## [PASSAGE TO READ]
BEGIN
So you picked Wisconsin, made a deal with Wisconsin, but if you had actually taken into account what was needed to complete the project you should have picked Ohio? And that’s whose fault? Ours?

While patiently wading through Yeung’s word salad, Patel tries again and again to get a straight answer out of him as to why there isn’t a factory. Yeung even went on a tear about how Foxconn is discussing factories in Ohio and Saudi Arabia. Patel then does what I hope every reporter does when confronting Yeung on the situation: make him realize that for a lot of people, this isn’t a game and there were real investments to make it happen. And it didn’t.

“I talked to a lot of people who really believed those promises and they left good jobs to be part of a revival of US manufacturing. You mentioned patriots when you started; I talked to a lot of people who felt very patriotic about this idea. Then they got there and saw it was not happening,” Patel said. “They felt that it was all optics, that there was no plan. It was all just announcements of big things that were going to happen that never did and they felt betrayed. How do you answer these people?”

You can read Yeung’s response for yourself, but if you’re looking for a satisfying answer, there isn’t one. He says he’ll have it all there for us in his next book. But, given his inability to answer basic questions in this interview, I wouldn’t hold my breath.
END
## [DATA SEGMENT]
BEGIN
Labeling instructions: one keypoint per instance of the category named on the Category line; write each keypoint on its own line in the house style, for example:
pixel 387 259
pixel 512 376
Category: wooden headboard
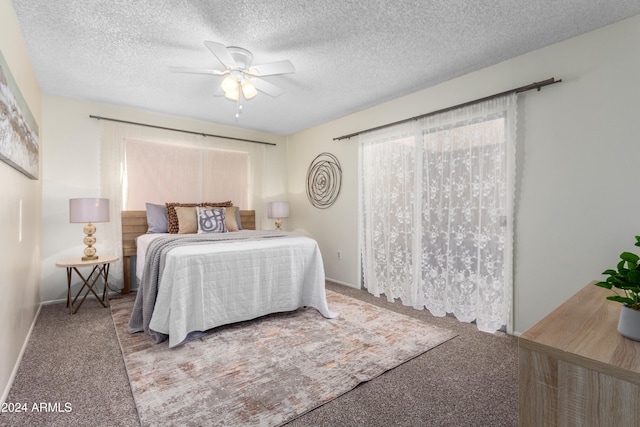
END
## [TASK DESCRIPTION]
Name every geographic place mentioned in the passage above about Patel's interview with Yeung, listing each one only once.

## [PROBLEM SOLUTION]
Wisconsin, Ohio, Saudi Arabia, the US